Yiğit insan, kalpaksız Kuvvayı Milliyeci, tüm Kemalistlerin yüz akı, en zor koşullarda bile kırılmak pahasına, eğilip bükülmeden doğruları araştıran, sevgili “Sakıncalı Piyademiz” Uğur Mumcu’nun, karanlık güçler tarafında alçakça şehit edilişinin 24.yıldönümüdür.
Sevgili Uğur, biyolojik olarak aramızdan ayrılmışsa da O, aydın düşünceleriyle, düzgün kişiliğiyle, ilkeli davranışlarıyla, araştırmacı gazeteciliğiyle hep bizlerle beraber yaşamakta ve gün geçtikçe de, gençlerimizin aydın geleceklerine önderlik yapmaktadır.
Uğur’u andıkça acı, tatlı anılar belleklerde tazeleniyor.
Sevgili Uğur, Ankara Hukuk Fakültesinde, benden bir sınıf gerideydi. Buna karşın O, tüm demokrat ve Kemalist gençlerin lideriydi. 1964 yılında “Talebe Cemiyeti” adayımız, üçüncü sınıf öğrencisi Uğur’la seçimlere girmiş ve kazanmıştık.

****************************************

Kısa problem:
Alıntıda “Uğur’u andıkça acı, tatlı” ifadesinden “girmiş ve kazanmıştık.” ifadesine kadar olan bölümü, “Talebe Cemiyeti” adını “Öğrenci Derneği” olarak yeniden adlandırıp tekrar yazın. Listedeki veriler başka bir kaynaktan derlenmiştir.

Kaynak veri:
****************************************

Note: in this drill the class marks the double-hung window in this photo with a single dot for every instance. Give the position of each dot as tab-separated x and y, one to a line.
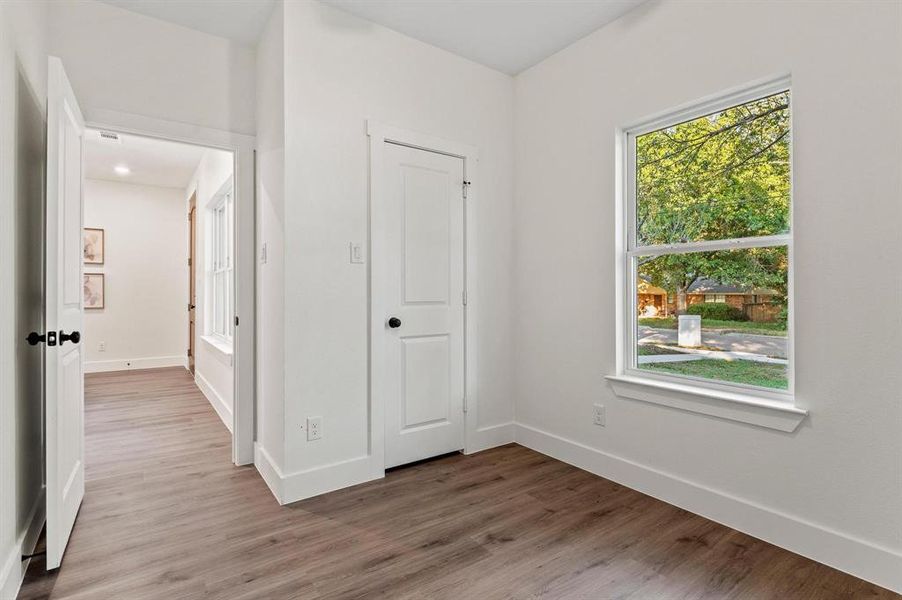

****************************************

Görevin sonucu:
Uğur’u andıkça acı, tatlı anılar belleklerde tazeleniyor.
Sevgili Uğur, Ankara Hukuk Fakültesinde, benden bir sınıf gerideydi. Buna karşın O, tüm demokrat ve Kemalist gençlerin lideriydi. 1964 yılında “Öğrenci Derneği” adayımız, üçüncü sınıf öğrencisi Uğur’la seçimlere girmiş ve kazanmıştık.